··· Input ···
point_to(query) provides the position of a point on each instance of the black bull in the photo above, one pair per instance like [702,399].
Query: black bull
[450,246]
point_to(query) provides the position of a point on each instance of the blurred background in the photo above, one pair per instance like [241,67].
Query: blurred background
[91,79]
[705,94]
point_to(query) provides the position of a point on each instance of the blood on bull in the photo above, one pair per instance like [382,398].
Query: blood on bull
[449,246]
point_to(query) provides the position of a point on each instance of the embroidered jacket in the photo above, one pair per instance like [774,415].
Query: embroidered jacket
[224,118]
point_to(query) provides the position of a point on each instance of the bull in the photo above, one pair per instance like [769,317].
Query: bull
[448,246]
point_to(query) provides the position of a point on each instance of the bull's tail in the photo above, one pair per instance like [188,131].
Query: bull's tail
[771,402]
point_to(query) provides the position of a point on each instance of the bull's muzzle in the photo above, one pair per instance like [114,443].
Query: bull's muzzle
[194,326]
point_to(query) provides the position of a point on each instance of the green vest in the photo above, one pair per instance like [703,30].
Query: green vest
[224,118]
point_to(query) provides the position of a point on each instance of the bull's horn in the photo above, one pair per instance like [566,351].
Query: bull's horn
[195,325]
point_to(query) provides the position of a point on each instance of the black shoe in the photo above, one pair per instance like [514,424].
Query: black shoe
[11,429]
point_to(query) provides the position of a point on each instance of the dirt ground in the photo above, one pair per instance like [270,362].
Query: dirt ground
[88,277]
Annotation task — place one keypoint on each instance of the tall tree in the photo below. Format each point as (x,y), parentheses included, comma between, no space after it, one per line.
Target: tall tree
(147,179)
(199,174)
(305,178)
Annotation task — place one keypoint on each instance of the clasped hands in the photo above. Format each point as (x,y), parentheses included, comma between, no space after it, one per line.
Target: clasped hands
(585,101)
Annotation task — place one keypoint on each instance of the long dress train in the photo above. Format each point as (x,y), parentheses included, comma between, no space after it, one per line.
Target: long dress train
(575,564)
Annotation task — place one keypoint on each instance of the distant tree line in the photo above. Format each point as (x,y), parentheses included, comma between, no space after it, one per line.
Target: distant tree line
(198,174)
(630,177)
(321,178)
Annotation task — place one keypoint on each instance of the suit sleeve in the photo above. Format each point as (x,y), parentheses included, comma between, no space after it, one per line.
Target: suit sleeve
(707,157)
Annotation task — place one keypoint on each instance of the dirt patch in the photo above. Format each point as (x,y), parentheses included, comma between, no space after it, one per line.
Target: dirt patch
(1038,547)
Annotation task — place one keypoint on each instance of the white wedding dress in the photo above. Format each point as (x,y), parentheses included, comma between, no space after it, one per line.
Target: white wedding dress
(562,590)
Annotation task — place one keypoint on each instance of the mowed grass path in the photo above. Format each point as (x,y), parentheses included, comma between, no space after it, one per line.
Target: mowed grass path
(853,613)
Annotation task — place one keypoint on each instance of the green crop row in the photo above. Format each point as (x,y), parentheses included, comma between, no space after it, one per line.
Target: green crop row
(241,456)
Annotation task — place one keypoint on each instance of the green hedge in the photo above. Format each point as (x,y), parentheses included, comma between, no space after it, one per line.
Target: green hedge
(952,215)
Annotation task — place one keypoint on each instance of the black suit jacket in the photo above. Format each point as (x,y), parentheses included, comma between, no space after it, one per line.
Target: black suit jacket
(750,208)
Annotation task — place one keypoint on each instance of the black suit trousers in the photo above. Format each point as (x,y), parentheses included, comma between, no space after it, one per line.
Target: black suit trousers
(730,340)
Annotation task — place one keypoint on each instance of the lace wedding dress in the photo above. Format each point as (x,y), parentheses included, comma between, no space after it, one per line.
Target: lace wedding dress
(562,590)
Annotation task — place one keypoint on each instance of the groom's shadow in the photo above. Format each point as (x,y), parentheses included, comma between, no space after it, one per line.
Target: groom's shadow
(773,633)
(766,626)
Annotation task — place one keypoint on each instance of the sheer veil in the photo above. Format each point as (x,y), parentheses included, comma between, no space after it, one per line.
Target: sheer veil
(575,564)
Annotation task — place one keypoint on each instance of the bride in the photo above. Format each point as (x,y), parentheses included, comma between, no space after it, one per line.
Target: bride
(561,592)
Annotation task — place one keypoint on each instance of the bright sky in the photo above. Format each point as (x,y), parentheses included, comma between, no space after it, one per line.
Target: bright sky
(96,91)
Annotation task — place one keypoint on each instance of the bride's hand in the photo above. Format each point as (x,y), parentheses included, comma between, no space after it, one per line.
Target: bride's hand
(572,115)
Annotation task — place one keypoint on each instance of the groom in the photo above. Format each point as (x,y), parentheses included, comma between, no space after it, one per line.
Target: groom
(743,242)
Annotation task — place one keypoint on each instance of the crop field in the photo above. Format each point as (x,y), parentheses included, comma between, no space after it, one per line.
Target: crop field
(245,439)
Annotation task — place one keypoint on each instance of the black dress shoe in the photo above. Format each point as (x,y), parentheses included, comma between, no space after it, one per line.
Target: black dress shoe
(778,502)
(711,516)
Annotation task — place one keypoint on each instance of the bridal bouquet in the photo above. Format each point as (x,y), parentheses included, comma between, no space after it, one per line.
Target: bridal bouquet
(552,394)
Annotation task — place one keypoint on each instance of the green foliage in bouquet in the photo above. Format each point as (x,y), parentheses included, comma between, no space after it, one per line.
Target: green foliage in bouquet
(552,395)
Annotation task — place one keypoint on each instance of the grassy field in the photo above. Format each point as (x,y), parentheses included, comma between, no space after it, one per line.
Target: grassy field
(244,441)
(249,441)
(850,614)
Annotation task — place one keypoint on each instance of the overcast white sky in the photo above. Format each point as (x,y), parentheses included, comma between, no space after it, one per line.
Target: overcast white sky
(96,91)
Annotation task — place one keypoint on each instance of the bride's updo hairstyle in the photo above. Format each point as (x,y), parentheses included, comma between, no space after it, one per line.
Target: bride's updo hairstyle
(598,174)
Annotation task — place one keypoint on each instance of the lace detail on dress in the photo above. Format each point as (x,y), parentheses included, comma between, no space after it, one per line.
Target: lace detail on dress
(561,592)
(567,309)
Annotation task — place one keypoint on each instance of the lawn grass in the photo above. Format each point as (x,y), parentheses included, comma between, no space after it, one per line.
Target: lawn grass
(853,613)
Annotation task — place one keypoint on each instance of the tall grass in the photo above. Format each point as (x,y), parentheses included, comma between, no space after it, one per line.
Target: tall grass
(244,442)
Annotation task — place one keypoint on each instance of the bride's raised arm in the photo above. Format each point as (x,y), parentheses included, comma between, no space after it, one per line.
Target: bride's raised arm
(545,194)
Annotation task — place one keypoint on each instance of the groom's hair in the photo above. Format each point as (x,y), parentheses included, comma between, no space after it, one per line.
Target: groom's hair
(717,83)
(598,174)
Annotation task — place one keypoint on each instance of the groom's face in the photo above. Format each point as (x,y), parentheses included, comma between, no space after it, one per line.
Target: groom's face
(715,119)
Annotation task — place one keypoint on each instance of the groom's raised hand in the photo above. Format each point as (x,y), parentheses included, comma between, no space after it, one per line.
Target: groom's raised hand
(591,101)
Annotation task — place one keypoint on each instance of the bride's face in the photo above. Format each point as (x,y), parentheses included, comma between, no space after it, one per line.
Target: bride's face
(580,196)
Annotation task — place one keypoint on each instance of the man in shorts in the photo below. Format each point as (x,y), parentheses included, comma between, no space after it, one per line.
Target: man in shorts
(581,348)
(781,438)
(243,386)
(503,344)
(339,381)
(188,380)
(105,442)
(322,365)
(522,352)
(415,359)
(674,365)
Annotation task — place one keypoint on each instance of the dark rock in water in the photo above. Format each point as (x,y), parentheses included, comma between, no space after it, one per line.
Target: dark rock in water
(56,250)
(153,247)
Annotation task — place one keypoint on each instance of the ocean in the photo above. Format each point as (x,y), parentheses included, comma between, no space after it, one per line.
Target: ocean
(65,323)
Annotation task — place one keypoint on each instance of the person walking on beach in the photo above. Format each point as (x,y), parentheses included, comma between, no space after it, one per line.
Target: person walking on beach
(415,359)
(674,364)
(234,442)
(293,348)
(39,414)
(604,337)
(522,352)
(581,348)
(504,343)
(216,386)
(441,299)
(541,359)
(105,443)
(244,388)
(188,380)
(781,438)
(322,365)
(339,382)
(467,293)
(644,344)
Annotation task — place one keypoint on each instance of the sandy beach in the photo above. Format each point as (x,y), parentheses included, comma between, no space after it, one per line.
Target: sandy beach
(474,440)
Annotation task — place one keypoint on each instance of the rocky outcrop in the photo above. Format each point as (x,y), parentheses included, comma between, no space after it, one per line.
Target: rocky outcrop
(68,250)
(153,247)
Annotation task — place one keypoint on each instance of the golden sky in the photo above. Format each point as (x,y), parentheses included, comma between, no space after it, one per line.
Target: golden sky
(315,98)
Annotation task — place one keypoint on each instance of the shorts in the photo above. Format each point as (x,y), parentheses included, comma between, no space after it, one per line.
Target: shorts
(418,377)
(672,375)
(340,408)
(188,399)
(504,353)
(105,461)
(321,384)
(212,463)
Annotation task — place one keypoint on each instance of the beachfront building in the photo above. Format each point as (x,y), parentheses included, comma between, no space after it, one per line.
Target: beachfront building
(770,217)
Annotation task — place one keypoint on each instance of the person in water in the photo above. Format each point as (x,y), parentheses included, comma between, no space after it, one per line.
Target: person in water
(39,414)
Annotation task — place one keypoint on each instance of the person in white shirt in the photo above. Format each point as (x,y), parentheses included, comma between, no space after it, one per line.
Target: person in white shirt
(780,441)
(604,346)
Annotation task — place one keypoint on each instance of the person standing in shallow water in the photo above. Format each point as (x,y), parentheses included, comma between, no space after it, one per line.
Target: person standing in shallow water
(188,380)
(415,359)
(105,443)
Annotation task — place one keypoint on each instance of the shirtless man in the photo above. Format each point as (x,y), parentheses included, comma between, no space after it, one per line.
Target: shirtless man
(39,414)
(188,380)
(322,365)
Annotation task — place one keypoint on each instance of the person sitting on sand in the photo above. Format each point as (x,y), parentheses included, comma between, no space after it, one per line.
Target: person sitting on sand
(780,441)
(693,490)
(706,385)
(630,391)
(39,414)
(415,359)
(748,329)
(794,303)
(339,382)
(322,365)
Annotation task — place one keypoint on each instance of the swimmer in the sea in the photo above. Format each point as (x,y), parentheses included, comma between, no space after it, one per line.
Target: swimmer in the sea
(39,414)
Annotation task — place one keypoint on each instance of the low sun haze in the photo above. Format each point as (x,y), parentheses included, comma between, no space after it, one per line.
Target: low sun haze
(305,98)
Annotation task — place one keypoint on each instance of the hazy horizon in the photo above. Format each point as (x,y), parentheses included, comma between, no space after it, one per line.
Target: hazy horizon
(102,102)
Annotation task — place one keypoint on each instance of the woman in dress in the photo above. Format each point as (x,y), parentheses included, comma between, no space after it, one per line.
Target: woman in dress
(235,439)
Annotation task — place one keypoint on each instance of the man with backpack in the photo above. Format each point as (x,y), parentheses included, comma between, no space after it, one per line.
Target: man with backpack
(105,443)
···
> _About this exercise_
Using the entries shown above, reproduce verbatim the lines from the line bearing "suit trousers in" to the line bearing "of the bright", inclusive.

> _Solution for this exercise_
Annotation task — place one keypoint on each instance of the black suit trousers in the photo above. Format each point as (x,y), parentheses included, comma between, no space after it, one per line.
Target: black suit trousers
(730,340)
Annotation task — place one keypoint on each instance of the lace wedding dress in the photo above. Format each point as (x,y), parentheses included, comma between, no space after it, one per line.
Target: lace wedding dress
(562,590)
Annotation task — place one keypoint on each instance of the groom's shadow in the photo above. Format each point as (x,y), parentheses included, comma between, no space after it, one per line.
Target: groom's shadow
(773,633)
(766,626)
Annotation task — place one keypoint on each instance of the sheer veil in the photo above. Format each point as (x,y), parentheses included, comma between, no space after it, one per line.
Target: sheer veil
(575,564)
Annotation task — place one keypoint on each instance of the bride in the photo above. Format each point as (x,y), parentheses included, comma between, no space after it, one per line.
Target: bride
(561,592)
Annotation task — place one keypoint on each instance of the bright sky in the photo above. Format each point as (x,y), parentheses included, comma between, no space after it, one per line.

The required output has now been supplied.